▸ **EXERCISE DETAILS**
Set every line of the data down again exactly, and keep the pictures out.

[DATA FOR THIS EXERCISE — start]

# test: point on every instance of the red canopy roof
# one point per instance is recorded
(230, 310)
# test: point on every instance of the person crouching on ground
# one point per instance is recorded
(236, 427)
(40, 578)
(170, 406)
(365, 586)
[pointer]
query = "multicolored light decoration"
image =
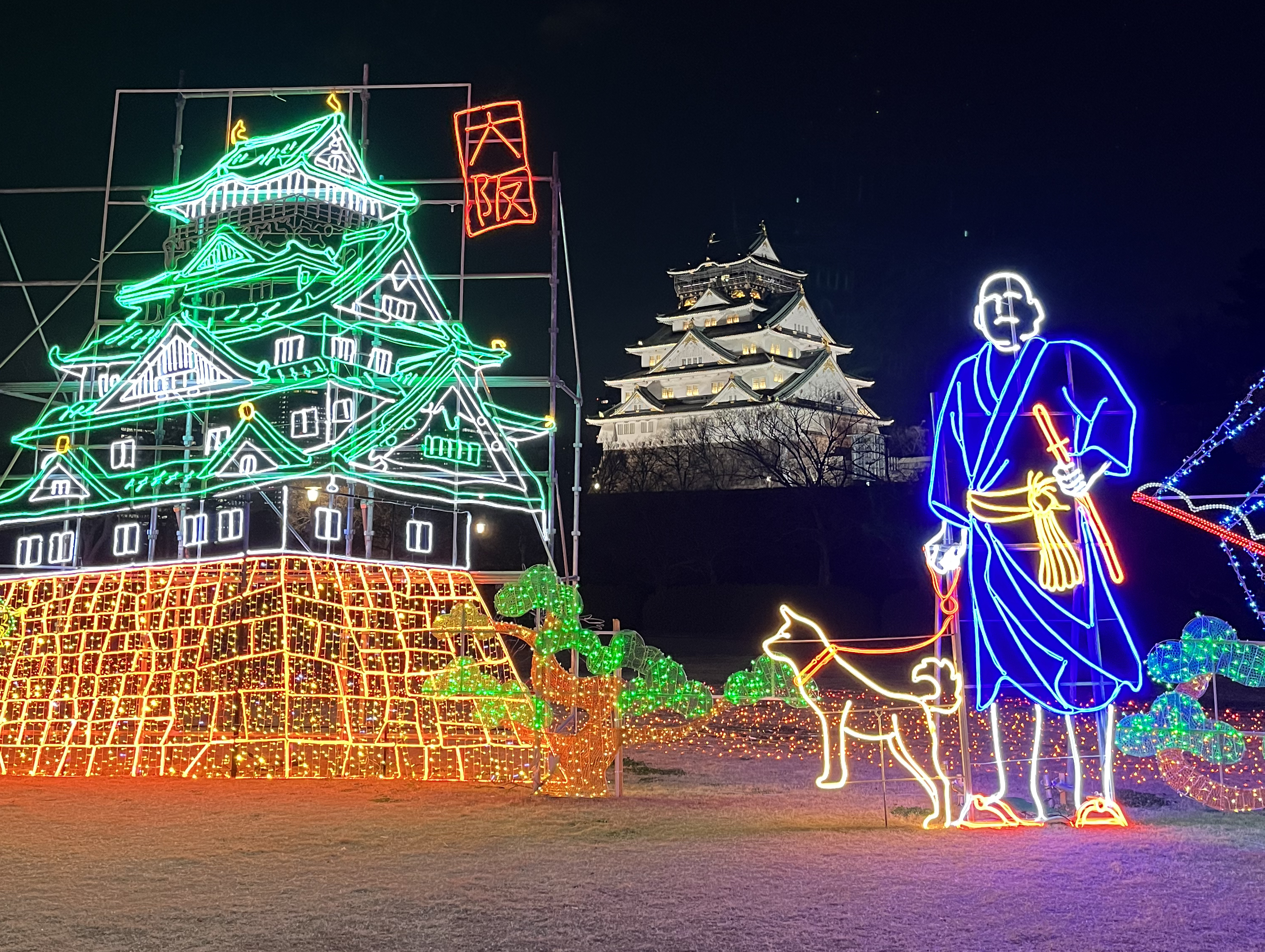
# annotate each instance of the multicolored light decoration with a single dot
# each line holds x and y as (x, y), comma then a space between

[DATA FOR THIS EXERCISE — finish]

▸ **EXERCISE OUTPUT**
# test: point on every instance of the red canopy roof
# one point per instance is recorded
(230, 310)
# test: point on every instance of the person crouching on ground
# one point per instance is recorded
(236, 427)
(40, 578)
(170, 406)
(365, 586)
[pointer]
query = "multicolored light decoration"
image =
# annotate each instance of the multicolored light decoration with a single dot
# each line holds x and y as (x, y), comma then a space between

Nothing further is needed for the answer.